CONSIGNES DE L'EXERCICE
Pour chacune des affirmations suivantes, indiquez par oui ou par non si elle concorde avec la critique de Petit blanc, en citant à l'identique les mots décisifs de cette critique. 1. La critique reproche au roman une fin trop facile et précipitée. 2. Alcide y est présenté comme un riche négociant. 3. Le roman met en scène un tribunal improvisé.

SOURCE
::::::::
La plus belle surprise que livre Petit blanc reste pourtant sa propension à l’absurde à travers le personnage-comptable d’Alcide, petit fonctionnaire perdu au milieu de la jungle. Représentation grotesque du commerce et de l’empire colonial, Alcide apparaît aussi tragique que bouffon. Nicolas Cartelet nous chuchote que dans cet univers où l’esclavage, l’argent et l’alcool font bon ménage, plus rien n’a de sens si ce n’est l’illusion d’un être cher qui nous attend ailleurs par-delà les mers, par-delà l’existence. Il prolonge d’ailleurs cet aspect bouffon avec un tribunal improvisé hilarant qui fait grincer des dents au lecteur à plusieurs reprises. La seule véritable déception de Petit blanc, c’est sa fin, trop facile et précipitée, qui tente de recoller les morceaux pour expliquer cette aventure farfelue devenue au fil des pages une sorte de conte philosophique plutôt qu’une fiction réaliste. Heureusement, la plume savoureuse de l’auteur empêche définitivement de regretter ce (court) voyage au-delà des océans.

Entre surréalisme et fantastique-light, Petit blanc entraîne le lecteur dans une colonie de fantasmes qui tourne au cauchemar et sur la piste d’un homme rongé par le deuil et la culpabilité. Un exercice de style réussi de la part de Nicolas Cartelet qui réussit son virage à 180 degrés vers un univers à la fois plus réel et plus cruel.
::::::::
DONNÉES ENREGISTRÉES
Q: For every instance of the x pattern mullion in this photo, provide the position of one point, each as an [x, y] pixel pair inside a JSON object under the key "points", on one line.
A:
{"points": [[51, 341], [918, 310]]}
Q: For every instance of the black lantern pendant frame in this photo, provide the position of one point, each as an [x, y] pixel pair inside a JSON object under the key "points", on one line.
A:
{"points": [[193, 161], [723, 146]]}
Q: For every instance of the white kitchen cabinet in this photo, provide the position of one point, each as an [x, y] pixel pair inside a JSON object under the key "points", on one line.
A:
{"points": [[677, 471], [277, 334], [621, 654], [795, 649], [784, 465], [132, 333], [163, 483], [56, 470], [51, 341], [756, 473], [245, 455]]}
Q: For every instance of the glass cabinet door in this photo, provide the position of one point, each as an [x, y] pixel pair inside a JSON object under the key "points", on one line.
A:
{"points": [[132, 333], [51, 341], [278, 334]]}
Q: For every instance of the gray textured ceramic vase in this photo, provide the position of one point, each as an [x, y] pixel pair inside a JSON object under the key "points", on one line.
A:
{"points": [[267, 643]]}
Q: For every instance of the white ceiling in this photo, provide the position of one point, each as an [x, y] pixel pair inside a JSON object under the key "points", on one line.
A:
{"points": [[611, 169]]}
::::::::
RÉPONSE ATTENDUE
1. Oui : « La seule véritable déception de Petit blanc, c’est sa fin, trop facile et précipitée ».
2. Non : « petit fonctionnaire perdu au milieu de la jungle ».
3. Oui : « un tribunal improvisé hilarant ».